> [PROBLEM 1] Copy out every line of the records below in full, and increase each pixel coordinate in the answers by 52.

> [PAGE TEXT]
start

Use vertices and asymptotes to graph each hyperbola. Locate the foci and find the equations of the asymptotes. $$9 y^{2}-x^{2}=1$$

Short Answer

Expert verified
The foci of the hyperbola are at positions (0, \(\sqrt{10}\)) and (0, -\(\sqrt{10}\)) while the equations of its asymptotes are \(y = 3x\) and \(y = -3x\).

Step by step solution

01

Identify the form of the equation

The equation is in the form \(\frac{y^2}{a^2} - \frac{x^2}{b^2} = 1\). This indicates a hyperbola with a vertical transverse axis. With the constant on the right side being 1, we can identify that a^2 = 9 and b^2 = 1, implying that a = 3 (the vertical semi-axis length) and b = 1 (the horizontal semi-axis length).
02

Determine the center, vertices, and foci

The center of the hyperbola is at the origin (0,0) because the equation does not involve shifts in the x or y dimension. The vertices are at a distance 'a' above and below the center on the transverse axis. Hence, the vertices are (0, 3) and (0, -3). The distance from the center to the foci is \(\sqrt{a^2 + b^2} = \sqrt{9 + 1} = \sqrt{10}\), so the foci are at (0, \(\sqrt{10}\)) and (0, -\(\sqrt{10}\))

end

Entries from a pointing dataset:
start

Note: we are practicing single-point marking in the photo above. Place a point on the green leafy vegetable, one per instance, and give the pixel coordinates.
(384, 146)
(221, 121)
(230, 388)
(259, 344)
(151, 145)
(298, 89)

end

> [PROBLEM 2] Quote the stretch of the hyperbola solution from "Short Answer" through "and \(y = -3x\).".

> [CORRECT ANSWER 1]
Note: we are practicing single-point marking in the photo above. Place a point on the green leafy vegetable, one per instance, and give the pixel coordinates.
(436, 198)
(273, 173)
(282, 440)
(311, 396)
(203, 197)
(350, 141)

> [CORRECT ANSWER 2]
Short Answer

Expert verified
The foci of the hyperbola are at positions (0, \(\sqrt{10}\)) and (0, -\(\sqrt{10}\)) while the equations of its asymptotes are \(y = 3x\) and \(y = -3x\).